To do: Word for word, repeat the lines of the records from the one containing "the yellow hard" through the last line, both included.

Given data:
:::::

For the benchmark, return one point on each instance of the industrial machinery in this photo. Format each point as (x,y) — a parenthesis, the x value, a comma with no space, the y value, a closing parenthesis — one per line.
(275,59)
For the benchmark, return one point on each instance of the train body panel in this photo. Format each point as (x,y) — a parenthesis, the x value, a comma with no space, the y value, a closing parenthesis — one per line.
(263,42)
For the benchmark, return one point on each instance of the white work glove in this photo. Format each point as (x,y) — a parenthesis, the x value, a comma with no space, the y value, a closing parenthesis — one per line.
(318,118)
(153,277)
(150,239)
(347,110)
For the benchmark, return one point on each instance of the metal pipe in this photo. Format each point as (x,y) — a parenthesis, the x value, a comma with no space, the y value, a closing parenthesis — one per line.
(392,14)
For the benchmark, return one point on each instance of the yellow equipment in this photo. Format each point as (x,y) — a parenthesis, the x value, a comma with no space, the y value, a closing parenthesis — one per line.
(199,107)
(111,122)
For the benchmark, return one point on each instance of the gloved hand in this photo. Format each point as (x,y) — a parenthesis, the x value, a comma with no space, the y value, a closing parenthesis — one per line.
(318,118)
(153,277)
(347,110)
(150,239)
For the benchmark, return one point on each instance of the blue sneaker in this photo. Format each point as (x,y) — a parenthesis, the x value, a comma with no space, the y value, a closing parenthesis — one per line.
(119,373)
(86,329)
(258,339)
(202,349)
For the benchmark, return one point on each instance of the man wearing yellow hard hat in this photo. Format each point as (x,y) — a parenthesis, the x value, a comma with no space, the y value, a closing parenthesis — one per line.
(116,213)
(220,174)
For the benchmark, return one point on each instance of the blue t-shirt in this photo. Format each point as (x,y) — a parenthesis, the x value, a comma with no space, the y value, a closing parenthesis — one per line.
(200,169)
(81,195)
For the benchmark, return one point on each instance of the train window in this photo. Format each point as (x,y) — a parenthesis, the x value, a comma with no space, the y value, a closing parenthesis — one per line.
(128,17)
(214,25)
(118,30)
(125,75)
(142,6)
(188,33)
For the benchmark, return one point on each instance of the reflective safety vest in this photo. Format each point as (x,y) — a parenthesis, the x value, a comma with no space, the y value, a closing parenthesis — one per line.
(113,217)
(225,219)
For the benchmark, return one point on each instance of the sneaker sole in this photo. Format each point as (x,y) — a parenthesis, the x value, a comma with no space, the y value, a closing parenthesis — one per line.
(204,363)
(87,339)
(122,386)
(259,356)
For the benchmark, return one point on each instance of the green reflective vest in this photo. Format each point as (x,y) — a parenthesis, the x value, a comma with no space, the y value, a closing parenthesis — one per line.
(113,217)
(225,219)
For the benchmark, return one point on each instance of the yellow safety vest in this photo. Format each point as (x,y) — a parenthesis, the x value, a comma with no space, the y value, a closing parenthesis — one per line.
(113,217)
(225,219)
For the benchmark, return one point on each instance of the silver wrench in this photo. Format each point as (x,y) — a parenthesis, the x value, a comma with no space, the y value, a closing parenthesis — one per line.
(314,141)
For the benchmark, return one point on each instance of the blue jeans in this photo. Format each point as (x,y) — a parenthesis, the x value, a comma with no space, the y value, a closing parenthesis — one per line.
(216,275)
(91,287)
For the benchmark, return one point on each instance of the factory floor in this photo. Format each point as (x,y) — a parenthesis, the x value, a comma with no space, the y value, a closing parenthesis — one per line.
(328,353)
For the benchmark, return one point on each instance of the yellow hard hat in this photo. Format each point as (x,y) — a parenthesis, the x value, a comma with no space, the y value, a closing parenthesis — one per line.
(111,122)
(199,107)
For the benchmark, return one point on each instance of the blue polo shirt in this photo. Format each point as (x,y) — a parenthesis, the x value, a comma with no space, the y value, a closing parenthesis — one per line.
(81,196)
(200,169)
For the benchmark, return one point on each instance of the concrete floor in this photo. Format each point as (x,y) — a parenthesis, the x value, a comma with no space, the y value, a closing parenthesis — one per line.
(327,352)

:::::

Solution:
For the benchmark, return one point on each instance of the yellow hard hat in this photo. Format each point as (x,y) — a parenthesis, the x value, a comma with no space, the y value, a closing parenthesis — one per line.
(111,122)
(199,107)
For the benchmark, return one point on each instance of the blue polo shirt in this photo. Format each point as (x,y) — a parenthesis, the x value, a comma with no space, the y value, a closing parenthesis — one per line.
(81,196)
(200,169)
For the benchmark, return one point on each instance of the concrete floor in this photo. Format each point as (x,y) — a parenthesis, the x value, a comma with no space, the y value, a closing parenthesis — one per line.
(327,352)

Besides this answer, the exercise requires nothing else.